= Beginning of Section =
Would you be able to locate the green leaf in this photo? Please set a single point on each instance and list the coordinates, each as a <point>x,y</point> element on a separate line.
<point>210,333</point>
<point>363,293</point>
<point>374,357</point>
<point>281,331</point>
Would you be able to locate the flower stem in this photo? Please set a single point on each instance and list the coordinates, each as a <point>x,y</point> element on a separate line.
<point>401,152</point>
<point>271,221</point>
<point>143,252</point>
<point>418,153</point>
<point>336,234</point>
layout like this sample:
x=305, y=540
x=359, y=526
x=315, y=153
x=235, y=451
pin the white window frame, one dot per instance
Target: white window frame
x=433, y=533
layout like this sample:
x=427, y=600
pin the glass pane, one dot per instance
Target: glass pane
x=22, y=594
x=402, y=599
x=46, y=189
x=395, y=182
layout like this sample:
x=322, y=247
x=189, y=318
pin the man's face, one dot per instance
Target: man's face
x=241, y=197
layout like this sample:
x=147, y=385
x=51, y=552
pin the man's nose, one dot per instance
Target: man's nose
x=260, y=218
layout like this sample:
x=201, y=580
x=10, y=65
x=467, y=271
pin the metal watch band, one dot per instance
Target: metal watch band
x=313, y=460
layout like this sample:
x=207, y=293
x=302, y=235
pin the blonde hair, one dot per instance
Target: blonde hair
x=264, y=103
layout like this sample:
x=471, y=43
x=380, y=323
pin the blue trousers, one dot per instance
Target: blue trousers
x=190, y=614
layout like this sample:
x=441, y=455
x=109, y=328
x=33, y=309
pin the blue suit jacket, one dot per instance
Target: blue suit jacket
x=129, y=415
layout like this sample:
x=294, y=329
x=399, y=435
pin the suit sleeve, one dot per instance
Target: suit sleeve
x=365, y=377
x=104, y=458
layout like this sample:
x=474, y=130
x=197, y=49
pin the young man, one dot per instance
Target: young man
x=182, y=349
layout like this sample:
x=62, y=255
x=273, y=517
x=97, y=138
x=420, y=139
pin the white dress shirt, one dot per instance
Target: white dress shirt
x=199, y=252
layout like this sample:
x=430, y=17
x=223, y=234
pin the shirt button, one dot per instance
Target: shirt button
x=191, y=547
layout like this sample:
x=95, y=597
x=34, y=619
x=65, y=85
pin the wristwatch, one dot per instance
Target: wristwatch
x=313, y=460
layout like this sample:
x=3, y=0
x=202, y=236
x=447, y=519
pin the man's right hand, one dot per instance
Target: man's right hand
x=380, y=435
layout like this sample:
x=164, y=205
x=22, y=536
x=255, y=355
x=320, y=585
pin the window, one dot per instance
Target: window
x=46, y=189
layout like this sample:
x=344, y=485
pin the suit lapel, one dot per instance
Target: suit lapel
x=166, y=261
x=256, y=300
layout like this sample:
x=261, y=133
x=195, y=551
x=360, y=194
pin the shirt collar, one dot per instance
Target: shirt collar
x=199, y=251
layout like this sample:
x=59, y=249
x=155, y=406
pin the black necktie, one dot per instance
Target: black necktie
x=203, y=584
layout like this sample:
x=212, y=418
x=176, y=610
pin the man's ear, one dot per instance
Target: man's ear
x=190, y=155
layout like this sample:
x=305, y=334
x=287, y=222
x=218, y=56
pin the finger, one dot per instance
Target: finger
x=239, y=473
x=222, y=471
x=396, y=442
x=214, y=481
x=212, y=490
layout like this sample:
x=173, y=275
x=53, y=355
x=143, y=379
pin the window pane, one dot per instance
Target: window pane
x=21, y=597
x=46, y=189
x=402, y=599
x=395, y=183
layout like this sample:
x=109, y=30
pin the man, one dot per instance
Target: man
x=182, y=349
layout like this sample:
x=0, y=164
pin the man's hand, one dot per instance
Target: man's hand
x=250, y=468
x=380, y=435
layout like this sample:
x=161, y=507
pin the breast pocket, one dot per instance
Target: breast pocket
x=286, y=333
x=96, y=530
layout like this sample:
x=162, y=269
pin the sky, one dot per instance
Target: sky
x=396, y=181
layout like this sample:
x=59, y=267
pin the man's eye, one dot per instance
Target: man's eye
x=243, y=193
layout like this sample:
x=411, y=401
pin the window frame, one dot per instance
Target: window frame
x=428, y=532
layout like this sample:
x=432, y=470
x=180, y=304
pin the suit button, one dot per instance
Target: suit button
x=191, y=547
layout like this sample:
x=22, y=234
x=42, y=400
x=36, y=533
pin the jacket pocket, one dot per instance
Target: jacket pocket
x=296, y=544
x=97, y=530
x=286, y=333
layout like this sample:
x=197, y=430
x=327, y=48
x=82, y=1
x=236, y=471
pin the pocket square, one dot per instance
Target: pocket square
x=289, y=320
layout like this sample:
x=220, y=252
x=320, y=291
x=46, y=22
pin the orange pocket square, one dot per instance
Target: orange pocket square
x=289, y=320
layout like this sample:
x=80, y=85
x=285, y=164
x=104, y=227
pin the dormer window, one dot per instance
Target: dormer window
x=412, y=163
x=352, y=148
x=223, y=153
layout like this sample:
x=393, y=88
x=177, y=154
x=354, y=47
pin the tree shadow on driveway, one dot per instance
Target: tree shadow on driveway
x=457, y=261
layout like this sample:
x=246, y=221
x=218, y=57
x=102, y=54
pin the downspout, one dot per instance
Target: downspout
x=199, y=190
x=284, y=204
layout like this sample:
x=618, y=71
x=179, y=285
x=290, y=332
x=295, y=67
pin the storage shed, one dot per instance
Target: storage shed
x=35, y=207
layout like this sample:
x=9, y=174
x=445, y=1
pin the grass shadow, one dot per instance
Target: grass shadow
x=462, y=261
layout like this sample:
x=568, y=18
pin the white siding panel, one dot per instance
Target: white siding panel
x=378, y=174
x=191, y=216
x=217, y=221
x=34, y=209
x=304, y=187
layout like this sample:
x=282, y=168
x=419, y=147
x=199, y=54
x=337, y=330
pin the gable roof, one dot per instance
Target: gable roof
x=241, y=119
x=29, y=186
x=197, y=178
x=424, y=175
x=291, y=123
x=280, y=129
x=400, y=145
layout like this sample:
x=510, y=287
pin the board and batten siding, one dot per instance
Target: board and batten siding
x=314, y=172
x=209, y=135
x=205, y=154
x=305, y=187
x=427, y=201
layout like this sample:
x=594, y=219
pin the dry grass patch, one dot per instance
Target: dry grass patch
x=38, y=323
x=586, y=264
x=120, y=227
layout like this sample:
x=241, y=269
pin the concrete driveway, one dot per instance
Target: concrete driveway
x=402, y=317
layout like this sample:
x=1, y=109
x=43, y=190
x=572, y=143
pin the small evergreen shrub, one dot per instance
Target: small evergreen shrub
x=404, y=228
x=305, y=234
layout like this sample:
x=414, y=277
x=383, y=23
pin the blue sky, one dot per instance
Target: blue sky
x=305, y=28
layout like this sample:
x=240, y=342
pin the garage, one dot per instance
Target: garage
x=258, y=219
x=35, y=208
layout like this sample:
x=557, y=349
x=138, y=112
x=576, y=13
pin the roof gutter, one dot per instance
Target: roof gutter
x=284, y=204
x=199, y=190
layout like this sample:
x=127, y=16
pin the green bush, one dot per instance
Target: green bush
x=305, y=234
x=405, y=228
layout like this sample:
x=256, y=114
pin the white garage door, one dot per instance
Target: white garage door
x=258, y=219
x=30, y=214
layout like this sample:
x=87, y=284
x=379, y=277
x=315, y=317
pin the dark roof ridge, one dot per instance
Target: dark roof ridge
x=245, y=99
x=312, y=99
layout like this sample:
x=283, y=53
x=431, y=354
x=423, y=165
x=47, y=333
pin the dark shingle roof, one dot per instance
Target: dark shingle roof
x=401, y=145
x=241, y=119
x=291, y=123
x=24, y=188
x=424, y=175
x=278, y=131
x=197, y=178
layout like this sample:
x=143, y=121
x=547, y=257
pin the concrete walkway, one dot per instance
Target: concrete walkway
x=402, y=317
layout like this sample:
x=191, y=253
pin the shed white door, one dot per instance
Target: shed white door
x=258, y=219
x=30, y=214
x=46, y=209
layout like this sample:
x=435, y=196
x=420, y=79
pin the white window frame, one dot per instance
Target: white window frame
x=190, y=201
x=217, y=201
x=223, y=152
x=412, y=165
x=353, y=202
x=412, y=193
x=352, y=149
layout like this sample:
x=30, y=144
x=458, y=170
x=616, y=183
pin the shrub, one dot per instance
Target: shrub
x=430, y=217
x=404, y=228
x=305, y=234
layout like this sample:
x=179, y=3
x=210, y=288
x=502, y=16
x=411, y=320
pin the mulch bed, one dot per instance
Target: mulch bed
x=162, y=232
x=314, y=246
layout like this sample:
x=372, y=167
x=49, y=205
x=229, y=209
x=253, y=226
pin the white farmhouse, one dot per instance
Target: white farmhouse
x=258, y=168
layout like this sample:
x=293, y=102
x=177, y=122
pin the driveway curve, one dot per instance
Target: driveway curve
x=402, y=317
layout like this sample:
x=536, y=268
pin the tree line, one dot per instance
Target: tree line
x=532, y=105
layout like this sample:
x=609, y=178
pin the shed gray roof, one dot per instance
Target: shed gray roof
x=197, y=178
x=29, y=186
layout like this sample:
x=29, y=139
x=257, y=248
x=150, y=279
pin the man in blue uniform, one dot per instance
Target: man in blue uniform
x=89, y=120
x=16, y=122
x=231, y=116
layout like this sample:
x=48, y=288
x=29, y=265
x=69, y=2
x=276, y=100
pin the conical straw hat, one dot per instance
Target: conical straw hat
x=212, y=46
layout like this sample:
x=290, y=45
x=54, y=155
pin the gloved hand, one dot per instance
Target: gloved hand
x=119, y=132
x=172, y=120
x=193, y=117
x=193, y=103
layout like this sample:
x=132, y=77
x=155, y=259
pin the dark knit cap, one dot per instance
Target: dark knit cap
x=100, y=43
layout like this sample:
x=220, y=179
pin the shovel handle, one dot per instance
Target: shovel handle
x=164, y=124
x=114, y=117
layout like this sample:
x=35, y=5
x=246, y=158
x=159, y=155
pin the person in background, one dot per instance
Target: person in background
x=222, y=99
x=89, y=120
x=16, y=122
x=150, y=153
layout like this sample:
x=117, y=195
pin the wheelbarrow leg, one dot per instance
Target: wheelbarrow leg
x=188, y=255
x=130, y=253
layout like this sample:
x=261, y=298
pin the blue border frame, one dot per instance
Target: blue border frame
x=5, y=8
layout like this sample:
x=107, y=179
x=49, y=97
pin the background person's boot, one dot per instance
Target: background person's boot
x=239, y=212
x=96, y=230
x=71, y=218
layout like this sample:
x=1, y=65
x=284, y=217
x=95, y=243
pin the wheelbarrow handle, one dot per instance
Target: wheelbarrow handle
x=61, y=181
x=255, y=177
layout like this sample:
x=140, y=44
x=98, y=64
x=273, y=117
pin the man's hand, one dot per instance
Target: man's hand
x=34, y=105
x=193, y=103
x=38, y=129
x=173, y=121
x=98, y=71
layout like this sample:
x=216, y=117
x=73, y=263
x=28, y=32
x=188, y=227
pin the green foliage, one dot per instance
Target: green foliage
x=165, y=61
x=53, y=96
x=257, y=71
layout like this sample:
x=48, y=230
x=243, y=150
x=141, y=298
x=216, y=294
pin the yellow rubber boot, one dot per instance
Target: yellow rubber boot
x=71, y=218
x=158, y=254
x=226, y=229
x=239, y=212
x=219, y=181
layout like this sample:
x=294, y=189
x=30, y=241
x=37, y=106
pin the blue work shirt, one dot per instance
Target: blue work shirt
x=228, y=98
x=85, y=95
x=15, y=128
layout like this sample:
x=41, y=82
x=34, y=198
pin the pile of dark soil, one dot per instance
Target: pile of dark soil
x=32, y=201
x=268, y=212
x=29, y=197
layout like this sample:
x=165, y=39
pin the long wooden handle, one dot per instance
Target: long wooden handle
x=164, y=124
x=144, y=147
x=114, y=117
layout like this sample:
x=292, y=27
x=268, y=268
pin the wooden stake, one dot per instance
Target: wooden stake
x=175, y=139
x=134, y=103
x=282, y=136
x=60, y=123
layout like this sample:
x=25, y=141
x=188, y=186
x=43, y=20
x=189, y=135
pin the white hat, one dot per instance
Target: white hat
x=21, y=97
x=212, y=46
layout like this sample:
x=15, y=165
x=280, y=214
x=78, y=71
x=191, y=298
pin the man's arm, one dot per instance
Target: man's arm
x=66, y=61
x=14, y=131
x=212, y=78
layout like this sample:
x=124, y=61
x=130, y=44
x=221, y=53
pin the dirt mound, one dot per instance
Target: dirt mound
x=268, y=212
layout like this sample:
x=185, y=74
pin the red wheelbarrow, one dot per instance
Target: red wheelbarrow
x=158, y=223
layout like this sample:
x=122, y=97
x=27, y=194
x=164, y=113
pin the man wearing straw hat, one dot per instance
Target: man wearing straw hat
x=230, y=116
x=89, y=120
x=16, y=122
= End of Section =
Problem to solve: Output exactly one stretch of the listing: from the line containing "x=427, y=600" through the line containing "x=471, y=43", both end lines included.

Problem solution:
x=427, y=600
pin the glass pane, one dot per instance
Target: glass pane
x=22, y=594
x=402, y=599
x=46, y=189
x=395, y=182
layout like this sample:
x=322, y=247
x=189, y=318
pin the man's face, one dot per instance
Target: man's face
x=241, y=197
layout like this sample:
x=147, y=385
x=51, y=552
pin the man's nose, one dot per instance
Target: man's nose
x=260, y=218
layout like this sample:
x=201, y=580
x=10, y=65
x=467, y=271
pin the metal watch band, one dot per instance
Target: metal watch band
x=313, y=460
layout like this sample:
x=207, y=293
x=302, y=235
pin the blonde hair, one dot per instance
Target: blonde hair
x=264, y=103
layout like this sample:
x=471, y=43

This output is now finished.